* Reading passage *
══════
The new UO-developed tool builds on work led by co-author Michael D. Cleary, who as a doctoral student at Stanford University unveiled the T. gondii-based approach for use in analyzing RNA synthesis and decay in 2005 in Nature Biotechnology. Cleary, now a faculty member at the University of California, Merced, worked on the UO project as a postdoctoral fellowship funded by the National Institutes of Health and HHMI.
Cleary's group built its tool with the enzyme uracil phosphoribosyltransferase (UPRT), a nucleotide salvage enzyme that prepares nucleotides for incorporation into newly synthesized RNA. By altering the nucleotide analog 4-thiouracil, the UPRT enzyme caused RNA to become tagged with thiouracil (TU), allowing the "TU-tagged" RNA to be purified from untagged RNA.
In Doe's lab, Miller, Cleary and research technician Kristin J. Robinson of the UO's institutes of Neuroscience and Molecular Biology manipulated Drosophila so that they would only express UPRT in specific target cells. The group tested the new approach in embryos, larvae and adults using microarray technology to detect cell type-specific gene expression. The researchers say the method should work in other systems, including vertebrates, by using gene transfer, retroviral delivery, electrical pulses of molecules through cell membranes, or messenger RNA injection.
══════
* Data shown *

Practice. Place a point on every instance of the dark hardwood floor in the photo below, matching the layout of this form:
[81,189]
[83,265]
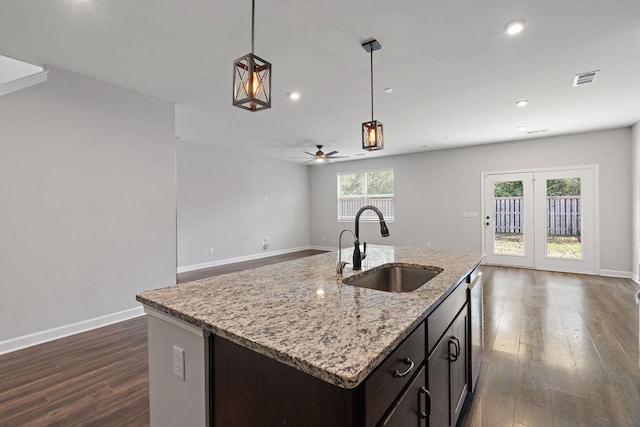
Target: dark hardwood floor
══════
* Task to carry out *
In the article on the RNA-tagging tool, turn the paragraph that begins "In Doe's lab, Miller, Cleary" into a short bulleted list that keeps its main facts.

* Task solution *
- Miller, Cleary and research technician Kristin J. Robinson, of the UO's institutes of Neuroscience and Molecular Biology, worked in Doe's lab.
- They altered Drosophila so that UPRT was expressed only in chosen target cells.
- They tested the approach in embryos, larvae and adults.
- They used microarray technology to find gene expression specific to cell types.
- The researchers expect the method to work in other systems, including vertebrates.
- It could be delivered there by gene transfer, retroviral delivery, electrical pulses that move molecules through cell membranes, or messenger RNA injection.